** Start of Given text **

Last August's visit to Edinburgh had the unfulfilled ulterior motive of an outing to Melrose to savour the delights of the Eildon Hills. However, a forecast of rain raised the prospect of not seeing them at their best and that was one reason why they have lain on the ideas shelf since. It was that and thoughts of seeing Melrose Abbey that drew my mind to the area again.

Everything may have looked sunny in Carlisle but Selkirk was cloudy when I got there. It stayed like that as I left the town to cross over Ettrick Water as I headed for the Philiphaugh Estate. The possibility of using the Borders Abbeys Way to get to Melrose was set to one side in favour of using the old right of way between Selkirk and Three Brethren before following the Southern Upland Way first to Galashiels and then to Melrose.

To my surprise, the Philiphaugh Estate has set up trails for visitors to follow and a leaflet to go with them. While it may not have been my intention, I ended up sampling a track through forestry that gave me a sneak preview of my surroundings from an elevated vantage point. After retracing my steps, I followed the vehicle track named the Corbielinn (or Corbylinn as the OS has it) Road until it left woodland near a reservoir.

Beyond that, it was onto the slopes leading away from Long Philip Burn with a spot of track hopping until I found myself on one leading me straight towards the Three Brethren. The sun was making a better fist of peering out through the cloud cover and caused me to stop a lot on gradients that otherwise weren't the unkindest. The views were changing all the while too as I gained height, keeping my mind occupied and warding off any sense of impatience. This observation leaves me wondering if it as unchanging surroundings that were the cause any rising impatience during my long walk on the Isle of Man but there may have other factors at play too.

The three cairns that are the Three Brethren came into sight soon enough and grew steadily larger as the approach to them grew ever shorter. They caught the sun too as it ducked out from behind the broken cloud from time to time and I started to think it a pity that someone placed a fence though them. Once beside the cairns, the line of the old drovers road that now carries the Southern Upland Way stretched out to the east and to the west. A useful signpost confirmed that Galashiels was nearer than Traquair, verifying the sense of my route.

** End of Given text **
** Start of Recorded information **

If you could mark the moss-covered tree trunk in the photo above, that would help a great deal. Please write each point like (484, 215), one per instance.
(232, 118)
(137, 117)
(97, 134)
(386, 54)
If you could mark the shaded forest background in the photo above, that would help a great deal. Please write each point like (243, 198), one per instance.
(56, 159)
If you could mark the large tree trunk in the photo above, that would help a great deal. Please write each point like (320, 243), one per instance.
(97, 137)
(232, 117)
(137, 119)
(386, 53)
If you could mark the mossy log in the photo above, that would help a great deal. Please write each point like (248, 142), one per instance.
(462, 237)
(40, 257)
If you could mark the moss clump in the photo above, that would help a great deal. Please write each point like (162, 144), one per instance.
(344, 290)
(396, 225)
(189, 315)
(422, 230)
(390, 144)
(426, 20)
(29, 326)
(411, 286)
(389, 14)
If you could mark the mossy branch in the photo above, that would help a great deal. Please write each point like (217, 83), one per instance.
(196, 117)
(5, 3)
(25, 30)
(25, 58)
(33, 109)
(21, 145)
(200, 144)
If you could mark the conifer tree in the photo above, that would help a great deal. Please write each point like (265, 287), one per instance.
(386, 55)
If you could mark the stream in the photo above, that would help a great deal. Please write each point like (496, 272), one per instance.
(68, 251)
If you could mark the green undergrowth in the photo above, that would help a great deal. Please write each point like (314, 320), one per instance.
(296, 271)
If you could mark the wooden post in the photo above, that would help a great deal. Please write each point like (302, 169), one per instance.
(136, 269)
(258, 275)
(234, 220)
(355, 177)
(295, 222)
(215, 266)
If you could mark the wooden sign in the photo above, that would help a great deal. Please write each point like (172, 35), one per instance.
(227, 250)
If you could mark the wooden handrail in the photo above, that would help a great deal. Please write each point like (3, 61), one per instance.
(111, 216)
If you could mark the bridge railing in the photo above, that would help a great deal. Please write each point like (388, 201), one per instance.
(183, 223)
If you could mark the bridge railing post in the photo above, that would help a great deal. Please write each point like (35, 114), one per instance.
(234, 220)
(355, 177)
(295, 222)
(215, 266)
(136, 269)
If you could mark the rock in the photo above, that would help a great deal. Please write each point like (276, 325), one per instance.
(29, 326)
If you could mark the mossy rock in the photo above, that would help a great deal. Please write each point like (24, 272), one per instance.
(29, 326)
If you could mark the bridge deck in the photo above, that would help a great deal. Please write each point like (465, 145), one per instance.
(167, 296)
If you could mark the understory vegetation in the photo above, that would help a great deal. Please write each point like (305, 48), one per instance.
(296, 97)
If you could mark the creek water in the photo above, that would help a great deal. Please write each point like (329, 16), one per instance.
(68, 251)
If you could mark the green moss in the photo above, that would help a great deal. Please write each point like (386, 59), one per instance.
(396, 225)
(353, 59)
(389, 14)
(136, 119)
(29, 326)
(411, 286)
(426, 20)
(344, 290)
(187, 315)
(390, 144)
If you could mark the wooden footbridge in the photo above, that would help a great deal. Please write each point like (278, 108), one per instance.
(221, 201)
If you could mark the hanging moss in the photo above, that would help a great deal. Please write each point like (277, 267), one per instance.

** End of Recorded information **

▸ **Tasks for this exercise**:
1. Translate this sentence from the walking account into Spanish: "Everything may have looked sunny in Carlisle but Selkirk was cloudy when I got there."
2. In the walking account, what did the signpost beside the Three Brethren confirm?
3. Repeat the passage of the walking account word for word, from "Everything may have" up to and including "then to Melrose.".

▸ **Solution list**:
1. Puede que todo pareciera soleado en Carlisle, pero en Selkirk estaba nublado cuando llegué.

2. It confirmed that Galashiels was nearer than Traquair.

3.
Everything may have looked sunny in Carlisle but Selkirk was cloudy when I got there. It stayed like that as I left the town to cross over Ettrick Water as I headed for the Philiphaugh Estate. The possibility of using the Borders Abbeys Way to get to Melrose was set to one side in favour of using the old right of way between Selkirk and Three Brethren before following the Southern Upland Way first to Galashiels and then to Melrose.